• [What the task requires]:
What number of lines in the entries hold the string "lake"? Answer with it alone.

Referring expression data:
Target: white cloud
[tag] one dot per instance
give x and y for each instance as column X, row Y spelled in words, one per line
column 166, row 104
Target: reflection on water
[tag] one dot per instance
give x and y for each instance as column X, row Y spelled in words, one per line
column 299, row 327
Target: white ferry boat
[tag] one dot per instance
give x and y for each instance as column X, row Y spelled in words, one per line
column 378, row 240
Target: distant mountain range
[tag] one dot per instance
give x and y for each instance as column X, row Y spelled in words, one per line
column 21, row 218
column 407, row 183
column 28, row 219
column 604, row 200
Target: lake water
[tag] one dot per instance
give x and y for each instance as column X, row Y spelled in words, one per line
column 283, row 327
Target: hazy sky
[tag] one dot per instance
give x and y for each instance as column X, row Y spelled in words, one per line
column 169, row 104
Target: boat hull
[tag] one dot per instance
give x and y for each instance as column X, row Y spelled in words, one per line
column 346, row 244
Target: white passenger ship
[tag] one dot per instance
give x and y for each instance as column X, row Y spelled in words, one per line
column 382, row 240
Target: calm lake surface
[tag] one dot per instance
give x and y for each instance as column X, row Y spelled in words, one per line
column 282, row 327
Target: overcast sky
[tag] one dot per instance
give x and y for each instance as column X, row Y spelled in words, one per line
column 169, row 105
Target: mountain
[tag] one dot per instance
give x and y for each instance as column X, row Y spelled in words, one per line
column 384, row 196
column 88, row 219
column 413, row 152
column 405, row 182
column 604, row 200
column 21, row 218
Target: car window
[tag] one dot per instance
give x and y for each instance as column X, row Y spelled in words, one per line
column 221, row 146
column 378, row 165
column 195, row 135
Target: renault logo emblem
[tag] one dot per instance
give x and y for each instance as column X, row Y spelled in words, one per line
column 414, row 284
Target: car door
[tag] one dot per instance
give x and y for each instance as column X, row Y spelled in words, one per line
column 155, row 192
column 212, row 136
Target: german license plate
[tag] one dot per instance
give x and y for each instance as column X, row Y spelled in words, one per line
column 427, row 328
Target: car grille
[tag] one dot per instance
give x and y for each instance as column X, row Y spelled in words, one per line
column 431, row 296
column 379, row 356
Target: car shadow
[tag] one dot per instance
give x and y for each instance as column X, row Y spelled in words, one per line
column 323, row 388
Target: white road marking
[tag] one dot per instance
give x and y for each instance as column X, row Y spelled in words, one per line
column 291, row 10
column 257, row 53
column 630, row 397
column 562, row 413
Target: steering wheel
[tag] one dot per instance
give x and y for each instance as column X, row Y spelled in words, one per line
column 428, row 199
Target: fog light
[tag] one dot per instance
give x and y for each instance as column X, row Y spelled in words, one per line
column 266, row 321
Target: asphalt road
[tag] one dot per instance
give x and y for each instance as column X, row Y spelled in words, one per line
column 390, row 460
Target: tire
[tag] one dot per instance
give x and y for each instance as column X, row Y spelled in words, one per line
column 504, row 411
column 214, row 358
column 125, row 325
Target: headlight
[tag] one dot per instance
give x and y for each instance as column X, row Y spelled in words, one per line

• [The answer]:
2